◆ **AIM OF THE EXERCISE**
How many lines in the data records below contain the string "bark"? Reply with the number alone.

Data records
++++

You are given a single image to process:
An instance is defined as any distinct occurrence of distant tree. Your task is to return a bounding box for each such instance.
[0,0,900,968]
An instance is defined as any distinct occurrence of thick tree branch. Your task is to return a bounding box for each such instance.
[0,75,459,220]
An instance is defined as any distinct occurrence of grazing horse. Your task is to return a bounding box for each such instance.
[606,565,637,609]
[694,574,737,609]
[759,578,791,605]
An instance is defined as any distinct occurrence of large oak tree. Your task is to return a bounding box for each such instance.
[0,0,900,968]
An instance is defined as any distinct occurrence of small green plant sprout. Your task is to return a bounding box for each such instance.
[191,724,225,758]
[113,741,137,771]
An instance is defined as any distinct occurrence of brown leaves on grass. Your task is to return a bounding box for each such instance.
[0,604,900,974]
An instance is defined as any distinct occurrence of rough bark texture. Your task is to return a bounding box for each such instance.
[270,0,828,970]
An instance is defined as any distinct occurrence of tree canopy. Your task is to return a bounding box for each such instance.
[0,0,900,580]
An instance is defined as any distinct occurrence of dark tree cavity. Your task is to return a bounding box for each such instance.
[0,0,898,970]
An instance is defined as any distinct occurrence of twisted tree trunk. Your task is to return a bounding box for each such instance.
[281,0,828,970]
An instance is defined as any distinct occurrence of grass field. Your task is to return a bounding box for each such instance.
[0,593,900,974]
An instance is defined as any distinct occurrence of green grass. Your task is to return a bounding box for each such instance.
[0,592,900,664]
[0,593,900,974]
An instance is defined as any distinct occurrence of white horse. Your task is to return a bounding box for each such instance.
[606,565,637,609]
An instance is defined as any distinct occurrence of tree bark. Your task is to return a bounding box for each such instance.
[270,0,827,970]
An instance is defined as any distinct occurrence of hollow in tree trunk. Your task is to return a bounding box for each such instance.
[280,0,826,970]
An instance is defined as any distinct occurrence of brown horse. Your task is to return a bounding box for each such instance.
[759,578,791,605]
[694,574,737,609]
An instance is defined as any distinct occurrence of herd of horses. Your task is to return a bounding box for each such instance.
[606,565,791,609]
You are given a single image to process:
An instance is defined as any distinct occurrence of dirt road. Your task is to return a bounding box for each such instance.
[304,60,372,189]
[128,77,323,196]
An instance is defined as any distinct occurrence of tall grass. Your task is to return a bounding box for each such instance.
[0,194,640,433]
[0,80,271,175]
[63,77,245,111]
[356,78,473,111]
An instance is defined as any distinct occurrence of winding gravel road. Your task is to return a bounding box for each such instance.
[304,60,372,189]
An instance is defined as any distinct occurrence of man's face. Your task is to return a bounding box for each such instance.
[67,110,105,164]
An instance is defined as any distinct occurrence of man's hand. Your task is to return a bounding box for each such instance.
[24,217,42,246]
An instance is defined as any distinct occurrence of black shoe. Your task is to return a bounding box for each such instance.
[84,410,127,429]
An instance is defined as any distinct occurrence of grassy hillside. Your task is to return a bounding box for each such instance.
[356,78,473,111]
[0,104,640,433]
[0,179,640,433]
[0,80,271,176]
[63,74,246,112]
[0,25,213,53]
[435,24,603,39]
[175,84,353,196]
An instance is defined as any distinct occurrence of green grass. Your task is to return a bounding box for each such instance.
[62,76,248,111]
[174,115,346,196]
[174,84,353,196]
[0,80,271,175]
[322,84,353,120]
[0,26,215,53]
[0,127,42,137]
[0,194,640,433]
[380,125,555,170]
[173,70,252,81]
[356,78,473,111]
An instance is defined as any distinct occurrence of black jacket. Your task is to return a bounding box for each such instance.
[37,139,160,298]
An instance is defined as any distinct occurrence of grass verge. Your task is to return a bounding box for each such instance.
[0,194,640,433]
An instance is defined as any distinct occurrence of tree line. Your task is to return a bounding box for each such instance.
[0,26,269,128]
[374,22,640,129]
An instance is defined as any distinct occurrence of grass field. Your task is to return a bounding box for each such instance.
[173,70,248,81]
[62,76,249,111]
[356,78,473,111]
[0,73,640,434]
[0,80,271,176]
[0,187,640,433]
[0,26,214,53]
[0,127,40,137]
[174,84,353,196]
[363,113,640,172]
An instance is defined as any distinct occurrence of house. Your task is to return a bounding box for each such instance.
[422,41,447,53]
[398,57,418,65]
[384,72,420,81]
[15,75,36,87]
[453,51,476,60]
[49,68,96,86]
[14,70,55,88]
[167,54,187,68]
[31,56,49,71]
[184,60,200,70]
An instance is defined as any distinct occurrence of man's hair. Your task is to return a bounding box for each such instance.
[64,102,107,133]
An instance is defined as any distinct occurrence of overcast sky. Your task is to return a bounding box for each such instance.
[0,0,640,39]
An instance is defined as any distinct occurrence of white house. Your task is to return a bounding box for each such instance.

++++

◆ **THE RESPONSE**
2